RECORDS FOR THE EXERCISE:
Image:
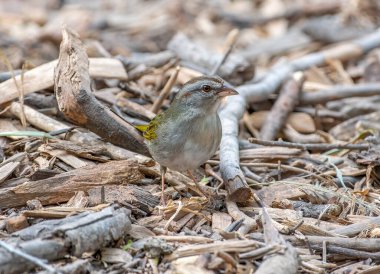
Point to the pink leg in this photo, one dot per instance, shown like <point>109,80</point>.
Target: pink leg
<point>196,182</point>
<point>163,171</point>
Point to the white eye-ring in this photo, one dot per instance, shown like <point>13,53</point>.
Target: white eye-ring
<point>206,88</point>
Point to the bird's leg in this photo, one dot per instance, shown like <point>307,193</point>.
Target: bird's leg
<point>163,171</point>
<point>196,182</point>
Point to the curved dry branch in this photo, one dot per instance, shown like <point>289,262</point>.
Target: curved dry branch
<point>234,110</point>
<point>77,102</point>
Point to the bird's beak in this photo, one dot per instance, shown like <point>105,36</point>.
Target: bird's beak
<point>226,91</point>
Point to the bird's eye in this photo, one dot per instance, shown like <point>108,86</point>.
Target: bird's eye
<point>206,88</point>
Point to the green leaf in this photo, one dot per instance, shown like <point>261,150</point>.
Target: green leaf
<point>26,133</point>
<point>128,245</point>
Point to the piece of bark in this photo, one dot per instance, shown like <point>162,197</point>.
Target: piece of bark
<point>76,101</point>
<point>16,223</point>
<point>354,229</point>
<point>7,169</point>
<point>234,110</point>
<point>52,240</point>
<point>302,122</point>
<point>288,261</point>
<point>226,246</point>
<point>284,105</point>
<point>124,194</point>
<point>340,92</point>
<point>48,124</point>
<point>220,220</point>
<point>236,69</point>
<point>42,77</point>
<point>62,187</point>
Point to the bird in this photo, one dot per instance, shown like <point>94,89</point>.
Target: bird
<point>189,131</point>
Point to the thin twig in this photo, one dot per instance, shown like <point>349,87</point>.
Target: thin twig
<point>165,91</point>
<point>30,258</point>
<point>286,167</point>
<point>309,146</point>
<point>231,41</point>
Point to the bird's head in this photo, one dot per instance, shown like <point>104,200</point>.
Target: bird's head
<point>203,93</point>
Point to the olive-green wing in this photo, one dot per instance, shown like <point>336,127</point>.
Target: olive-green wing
<point>149,131</point>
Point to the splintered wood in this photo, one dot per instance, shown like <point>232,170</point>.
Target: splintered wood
<point>293,188</point>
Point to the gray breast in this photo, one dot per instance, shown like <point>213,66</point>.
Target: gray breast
<point>189,146</point>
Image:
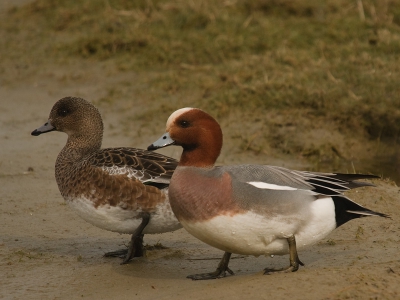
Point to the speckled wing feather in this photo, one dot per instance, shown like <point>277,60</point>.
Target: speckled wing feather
<point>149,167</point>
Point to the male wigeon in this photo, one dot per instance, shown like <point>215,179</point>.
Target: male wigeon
<point>118,189</point>
<point>250,209</point>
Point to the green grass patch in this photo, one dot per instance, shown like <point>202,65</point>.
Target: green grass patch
<point>332,62</point>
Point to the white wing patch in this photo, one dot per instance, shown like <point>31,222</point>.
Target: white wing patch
<point>270,186</point>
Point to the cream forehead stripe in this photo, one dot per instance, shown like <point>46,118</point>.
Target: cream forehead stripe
<point>176,114</point>
<point>270,186</point>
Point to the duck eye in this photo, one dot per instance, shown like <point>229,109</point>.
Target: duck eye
<point>63,112</point>
<point>184,124</point>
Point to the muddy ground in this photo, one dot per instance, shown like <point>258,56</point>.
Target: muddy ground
<point>48,252</point>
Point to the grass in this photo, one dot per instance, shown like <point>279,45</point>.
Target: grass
<point>281,67</point>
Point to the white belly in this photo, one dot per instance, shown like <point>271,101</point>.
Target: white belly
<point>253,234</point>
<point>114,218</point>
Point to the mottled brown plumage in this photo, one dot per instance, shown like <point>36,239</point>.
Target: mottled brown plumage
<point>118,189</point>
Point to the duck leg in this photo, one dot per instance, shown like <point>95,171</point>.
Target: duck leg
<point>220,272</point>
<point>135,248</point>
<point>294,259</point>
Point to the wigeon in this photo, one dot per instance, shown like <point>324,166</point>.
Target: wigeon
<point>251,209</point>
<point>118,189</point>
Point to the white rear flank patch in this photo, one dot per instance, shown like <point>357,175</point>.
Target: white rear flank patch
<point>176,114</point>
<point>254,234</point>
<point>270,186</point>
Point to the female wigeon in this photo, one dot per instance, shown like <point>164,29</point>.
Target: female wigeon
<point>118,189</point>
<point>250,209</point>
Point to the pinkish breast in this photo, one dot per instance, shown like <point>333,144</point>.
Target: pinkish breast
<point>195,197</point>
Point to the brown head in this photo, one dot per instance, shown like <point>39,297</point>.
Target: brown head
<point>79,119</point>
<point>197,132</point>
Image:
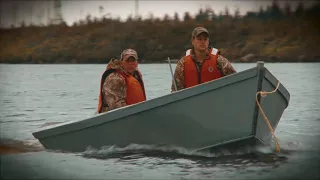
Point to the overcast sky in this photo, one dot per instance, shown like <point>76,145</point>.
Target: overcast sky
<point>73,10</point>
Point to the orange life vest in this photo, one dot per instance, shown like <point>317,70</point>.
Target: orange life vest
<point>208,71</point>
<point>135,92</point>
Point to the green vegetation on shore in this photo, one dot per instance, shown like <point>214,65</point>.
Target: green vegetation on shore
<point>272,35</point>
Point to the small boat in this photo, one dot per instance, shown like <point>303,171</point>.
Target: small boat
<point>220,113</point>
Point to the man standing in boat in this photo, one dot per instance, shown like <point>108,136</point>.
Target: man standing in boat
<point>201,63</point>
<point>121,83</point>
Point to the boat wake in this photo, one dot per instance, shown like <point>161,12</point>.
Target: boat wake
<point>166,151</point>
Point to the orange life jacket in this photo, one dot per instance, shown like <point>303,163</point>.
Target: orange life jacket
<point>135,92</point>
<point>208,71</point>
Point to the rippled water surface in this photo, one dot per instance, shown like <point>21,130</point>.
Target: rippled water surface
<point>36,96</point>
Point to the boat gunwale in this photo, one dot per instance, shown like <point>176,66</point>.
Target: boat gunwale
<point>151,104</point>
<point>146,105</point>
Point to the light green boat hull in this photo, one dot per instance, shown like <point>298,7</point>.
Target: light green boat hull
<point>215,114</point>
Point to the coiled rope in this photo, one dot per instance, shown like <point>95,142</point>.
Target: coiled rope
<point>264,94</point>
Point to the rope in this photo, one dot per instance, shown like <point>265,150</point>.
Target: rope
<point>264,94</point>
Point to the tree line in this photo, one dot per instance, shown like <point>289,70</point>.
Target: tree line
<point>273,34</point>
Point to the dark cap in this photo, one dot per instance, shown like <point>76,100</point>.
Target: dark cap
<point>199,30</point>
<point>128,53</point>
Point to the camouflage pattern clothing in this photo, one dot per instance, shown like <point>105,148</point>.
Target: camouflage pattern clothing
<point>223,65</point>
<point>114,88</point>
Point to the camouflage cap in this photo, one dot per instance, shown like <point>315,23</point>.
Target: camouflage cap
<point>199,30</point>
<point>128,53</point>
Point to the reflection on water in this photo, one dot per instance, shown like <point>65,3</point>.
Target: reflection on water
<point>33,98</point>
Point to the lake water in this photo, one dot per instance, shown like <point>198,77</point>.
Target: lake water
<point>35,96</point>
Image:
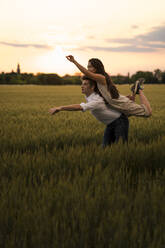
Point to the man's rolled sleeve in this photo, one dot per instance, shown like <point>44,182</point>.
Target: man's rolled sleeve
<point>90,105</point>
<point>83,105</point>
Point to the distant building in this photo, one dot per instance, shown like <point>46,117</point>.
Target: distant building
<point>18,69</point>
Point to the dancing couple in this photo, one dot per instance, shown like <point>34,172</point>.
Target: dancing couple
<point>105,102</point>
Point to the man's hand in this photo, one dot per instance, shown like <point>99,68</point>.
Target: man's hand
<point>54,110</point>
<point>70,58</point>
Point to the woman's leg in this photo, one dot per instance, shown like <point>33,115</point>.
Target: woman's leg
<point>121,129</point>
<point>144,100</point>
<point>109,136</point>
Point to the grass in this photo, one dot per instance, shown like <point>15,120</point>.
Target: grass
<point>59,188</point>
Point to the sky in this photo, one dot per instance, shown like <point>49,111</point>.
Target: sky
<point>127,35</point>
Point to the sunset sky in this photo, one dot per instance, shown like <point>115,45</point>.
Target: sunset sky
<point>127,35</point>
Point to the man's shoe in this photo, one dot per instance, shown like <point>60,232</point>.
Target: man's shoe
<point>137,86</point>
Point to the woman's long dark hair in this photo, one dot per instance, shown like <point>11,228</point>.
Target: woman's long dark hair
<point>98,65</point>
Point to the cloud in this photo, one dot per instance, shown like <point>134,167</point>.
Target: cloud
<point>134,26</point>
<point>25,45</point>
<point>117,49</point>
<point>151,41</point>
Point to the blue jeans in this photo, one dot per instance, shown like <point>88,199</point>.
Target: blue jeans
<point>116,130</point>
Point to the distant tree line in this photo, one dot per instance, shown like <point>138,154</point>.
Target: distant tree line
<point>12,78</point>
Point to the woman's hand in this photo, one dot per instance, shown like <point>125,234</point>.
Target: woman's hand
<point>70,58</point>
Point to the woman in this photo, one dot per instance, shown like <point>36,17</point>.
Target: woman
<point>109,91</point>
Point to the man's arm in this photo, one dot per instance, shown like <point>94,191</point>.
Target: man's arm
<point>74,107</point>
<point>95,76</point>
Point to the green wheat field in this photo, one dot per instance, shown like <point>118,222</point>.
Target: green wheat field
<point>60,188</point>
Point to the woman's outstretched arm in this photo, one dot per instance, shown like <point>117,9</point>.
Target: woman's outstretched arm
<point>97,77</point>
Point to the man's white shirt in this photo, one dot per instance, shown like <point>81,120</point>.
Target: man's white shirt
<point>101,111</point>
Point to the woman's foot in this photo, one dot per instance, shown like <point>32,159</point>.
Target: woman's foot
<point>138,85</point>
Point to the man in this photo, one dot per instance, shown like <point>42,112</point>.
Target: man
<point>117,124</point>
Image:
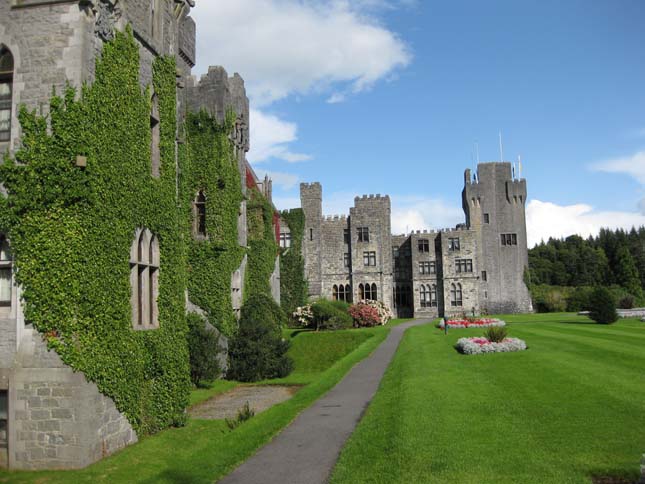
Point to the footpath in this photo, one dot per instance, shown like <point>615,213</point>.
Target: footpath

WHAT TO PRODUCE:
Could you copy out everything from the first line down to the line containing "<point>149,131</point>", including both, and leave out the pictures?

SOLUTION BELOW:
Image:
Point to the pink leg in this photo, one dot per instance, shown like <point>109,80</point>.
Target: pink leg
<point>196,182</point>
<point>163,171</point>
Point to the white eye-ring in this photo, one dot per instance, shown like <point>13,53</point>.
Target: white eye-ring
<point>206,88</point>
Point to the bird's leg in this photo, one dot per instance, shown like <point>307,193</point>.
Target: bird's leg
<point>163,171</point>
<point>196,182</point>
Point to the curved dry branch in this photo, one dot per instance, shown like <point>289,262</point>.
Target: curved dry branch
<point>234,110</point>
<point>77,102</point>
Point to the bird's beak in this photo, one dot per instance, shown like <point>105,36</point>.
Target: bird's beak
<point>226,91</point>
Point to the bird's eye in this photo, one dot per instance, shown like <point>108,86</point>.
Target: bird's eye
<point>206,88</point>
Point to the green leaf in this photo, one dot per instance, shown like <point>261,150</point>.
Target: green leaf
<point>26,133</point>
<point>128,245</point>
Point to the piece of bark in this photo, one dot per instance, shown like <point>162,197</point>.
Target: piece of bark
<point>76,101</point>
<point>16,223</point>
<point>354,229</point>
<point>7,169</point>
<point>234,110</point>
<point>52,240</point>
<point>302,122</point>
<point>288,261</point>
<point>226,246</point>
<point>284,105</point>
<point>124,194</point>
<point>340,92</point>
<point>48,124</point>
<point>220,220</point>
<point>236,69</point>
<point>42,77</point>
<point>62,187</point>
Point to the bird in this photo, one dot per instance, shown like <point>94,89</point>.
Target: bird
<point>189,131</point>
Point to the thin twig in this photo, one dot per instance, shown like <point>349,87</point>.
Target: thin twig
<point>165,91</point>
<point>30,258</point>
<point>286,167</point>
<point>309,146</point>
<point>231,41</point>
Point to the bird's head in this photo, one dot per instance, shown like <point>104,200</point>.
Target: bird's head
<point>203,93</point>
Point to the olive-green wing in this photo, one dot per instance, shown like <point>336,127</point>.
Target: olive-green wing
<point>149,131</point>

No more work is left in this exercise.